Start of Supplied data
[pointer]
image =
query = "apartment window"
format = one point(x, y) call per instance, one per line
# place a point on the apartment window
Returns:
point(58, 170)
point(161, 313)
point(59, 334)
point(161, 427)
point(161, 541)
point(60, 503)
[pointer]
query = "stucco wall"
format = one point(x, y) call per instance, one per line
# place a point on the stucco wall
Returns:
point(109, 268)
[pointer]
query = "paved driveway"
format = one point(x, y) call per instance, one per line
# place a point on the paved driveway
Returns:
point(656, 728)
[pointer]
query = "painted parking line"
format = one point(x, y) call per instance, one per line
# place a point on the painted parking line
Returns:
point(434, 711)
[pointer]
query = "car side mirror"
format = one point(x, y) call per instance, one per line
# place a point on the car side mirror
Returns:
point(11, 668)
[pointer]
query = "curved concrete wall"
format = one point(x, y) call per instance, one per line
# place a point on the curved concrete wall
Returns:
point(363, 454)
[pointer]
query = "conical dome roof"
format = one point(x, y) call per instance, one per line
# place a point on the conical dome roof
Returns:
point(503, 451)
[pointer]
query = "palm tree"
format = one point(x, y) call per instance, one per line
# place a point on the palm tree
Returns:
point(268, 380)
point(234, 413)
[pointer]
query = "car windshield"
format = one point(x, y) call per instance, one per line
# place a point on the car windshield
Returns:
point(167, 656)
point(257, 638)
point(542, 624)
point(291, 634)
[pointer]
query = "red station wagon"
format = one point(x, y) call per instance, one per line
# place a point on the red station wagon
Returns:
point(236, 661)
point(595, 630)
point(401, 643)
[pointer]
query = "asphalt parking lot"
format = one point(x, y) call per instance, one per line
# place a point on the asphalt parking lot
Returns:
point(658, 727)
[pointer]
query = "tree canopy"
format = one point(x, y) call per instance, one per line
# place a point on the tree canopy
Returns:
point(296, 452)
End of Supplied data
* [Try it] Reproduce all of the records precisely. No word may differ.

* [Answer for this exercise]
[pointer]
image =
query = "apartment window"
format = one point(x, y) call per instance, one per line
# place a point on the apartment window
Returns:
point(58, 170)
point(161, 313)
point(59, 334)
point(161, 427)
point(161, 541)
point(60, 503)
[pointer]
query = "stucco wall"
format = one point(x, y) call per instance, one per line
# place a point on the stucco wall
Returns:
point(109, 268)
[pointer]
query = "paved driveway"
format = one point(x, y) call per instance, one per line
# place a point on the paved driveway
Returns:
point(656, 728)
[pointer]
query = "painted parking line"
format = one point(x, y) call per instance, one per line
# place a point on the painted parking line
Returns:
point(434, 711)
[pointer]
query = "car side mirror"
format = one point(x, y) call per instance, one per line
# place a point on the car side mirror
Returns:
point(11, 668)
[pointer]
query = "curved concrete wall"
format = one point(x, y) call per instance, one per line
# place a point on the curved concrete wall
Returns:
point(363, 454)
[pointer]
query = "conical dome roof"
format = one point(x, y) call per instance, one per line
# place a point on the conical dome roof
Returns:
point(503, 451)
[pointer]
query = "palm tree"
format = one point(x, y) call per instance, one per line
# place a point on the palm tree
Returns:
point(268, 380)
point(234, 413)
[pointer]
query = "car windshield"
format = one point(x, y) call per instance, one per line
# place a point on the car windshield
Returns:
point(167, 656)
point(257, 638)
point(542, 624)
point(291, 634)
[pointer]
query = "red station wagon"
format = one point(x, y) call per instance, one per line
# place a point on the red station wagon
Returns:
point(236, 661)
point(595, 630)
point(401, 643)
[pointer]
query = "asphalt parking lot"
format = one point(x, y) call per instance, one per line
# place a point on the asphalt parking lot
Returns:
point(658, 727)
[pointer]
query = "tree canopy"
format = one point(x, y) call per instance, one per line
# place a point on the tree canopy
Returns:
point(296, 452)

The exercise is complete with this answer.